[Extracted records]
=== Section Start ===

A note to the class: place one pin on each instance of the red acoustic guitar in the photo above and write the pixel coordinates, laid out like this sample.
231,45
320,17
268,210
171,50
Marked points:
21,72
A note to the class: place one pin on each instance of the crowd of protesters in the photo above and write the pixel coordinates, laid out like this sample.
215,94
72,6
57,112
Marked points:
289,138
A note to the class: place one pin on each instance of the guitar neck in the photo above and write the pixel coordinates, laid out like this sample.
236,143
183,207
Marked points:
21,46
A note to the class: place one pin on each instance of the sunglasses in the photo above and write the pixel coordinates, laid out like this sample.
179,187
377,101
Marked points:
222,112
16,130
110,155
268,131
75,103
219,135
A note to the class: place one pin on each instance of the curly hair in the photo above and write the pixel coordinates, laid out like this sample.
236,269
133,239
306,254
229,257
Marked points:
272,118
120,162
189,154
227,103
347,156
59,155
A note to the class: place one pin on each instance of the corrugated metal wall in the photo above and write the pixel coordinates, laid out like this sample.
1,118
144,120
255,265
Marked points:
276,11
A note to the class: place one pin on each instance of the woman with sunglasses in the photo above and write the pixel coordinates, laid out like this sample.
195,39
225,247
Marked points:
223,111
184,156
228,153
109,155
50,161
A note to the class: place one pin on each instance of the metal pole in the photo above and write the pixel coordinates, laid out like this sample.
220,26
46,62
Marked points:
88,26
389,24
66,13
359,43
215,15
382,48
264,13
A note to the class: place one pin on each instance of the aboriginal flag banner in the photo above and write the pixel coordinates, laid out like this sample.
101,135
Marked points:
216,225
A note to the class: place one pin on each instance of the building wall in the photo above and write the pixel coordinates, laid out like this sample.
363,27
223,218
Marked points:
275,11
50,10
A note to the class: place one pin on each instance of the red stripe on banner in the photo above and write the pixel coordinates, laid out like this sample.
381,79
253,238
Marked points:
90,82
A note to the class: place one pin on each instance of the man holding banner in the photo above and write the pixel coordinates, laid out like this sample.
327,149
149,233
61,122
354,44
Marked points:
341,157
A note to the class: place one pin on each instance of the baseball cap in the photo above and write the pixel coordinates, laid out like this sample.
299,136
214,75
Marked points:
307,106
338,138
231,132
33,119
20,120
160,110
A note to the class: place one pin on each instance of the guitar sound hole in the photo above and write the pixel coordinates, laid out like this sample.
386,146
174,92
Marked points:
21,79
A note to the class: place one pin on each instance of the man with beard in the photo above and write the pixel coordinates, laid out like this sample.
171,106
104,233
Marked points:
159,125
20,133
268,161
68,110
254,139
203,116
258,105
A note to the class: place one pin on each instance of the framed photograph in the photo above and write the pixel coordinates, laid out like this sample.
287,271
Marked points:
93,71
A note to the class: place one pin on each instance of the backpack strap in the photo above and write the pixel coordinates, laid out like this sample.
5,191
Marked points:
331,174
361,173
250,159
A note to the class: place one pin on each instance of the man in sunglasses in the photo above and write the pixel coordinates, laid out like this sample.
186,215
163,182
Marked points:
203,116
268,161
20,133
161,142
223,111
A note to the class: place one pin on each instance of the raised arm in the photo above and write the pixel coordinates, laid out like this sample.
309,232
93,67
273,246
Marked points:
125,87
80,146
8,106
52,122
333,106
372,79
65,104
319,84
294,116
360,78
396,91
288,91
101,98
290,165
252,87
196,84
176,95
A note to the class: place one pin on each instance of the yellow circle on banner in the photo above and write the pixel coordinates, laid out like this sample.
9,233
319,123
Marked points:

=== Section End ===

**YOUR OBJECTIVE**
Which of the lines above contain "metal"? Return them all.

**WRITTEN RESPONSE**
A note to the class: place one pin on each instance of the corrugated metal wall in the photo above and write the pixel coordinates, laid out like this sample.
A note to the class: place one pin on each instance of the metal pole in the photo above and write the pixel coordinates, laid out like this sample.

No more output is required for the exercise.